● Task
In the press release on ecosystem restoration in Massachusetts and Rhode Island, how many miles of river did the High Street dam removal reconnect?

● Selected extract
★ ★ ★

Assistant Secretary Estenoz Highlights President Biden’s Investing in America Agenda Resources for Ecosystem Restoration in Massachusetts and Rhode Island

Last edited 05/22/2024

Date: Wednesday, May 22, 2024

PROVIDENCE, R.I. — Assistant Secretary for Fish and Wildlife and Parks Shannon Estenoz traveled to Massachusetts and Rhode Island this week, where she highlighted how investments from President Biden’s Investing in America agenda and America the Beautiful initiative are helping restore ecosystems for the benefit of both people and wildlife. 

In Bridgewater, Massachusetts, Assistant Secretary Estenoz joined local and state leaders to celebrate the completion of the High Street dam removal project that will restore the river and support aquatic connectivity. Funded with a $1.55 million investment from the Bipartisan Infrastructure Law, the dam removal has eliminated a downstream barrier to migratory fish passage on the Town River and its aging infrastructure that posed a risk to public safety. The removal of the dam reconnected 10 miles of river to benefit alewife, blueback herring, American eel, sea lamprey and American shad and opened access to 354 acres of spawning habitat for several migratory fish species.

★ ★ ★

● Source material
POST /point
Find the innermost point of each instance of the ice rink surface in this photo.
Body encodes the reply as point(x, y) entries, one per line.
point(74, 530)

★ ★ ★

● Solution to this task
10 miles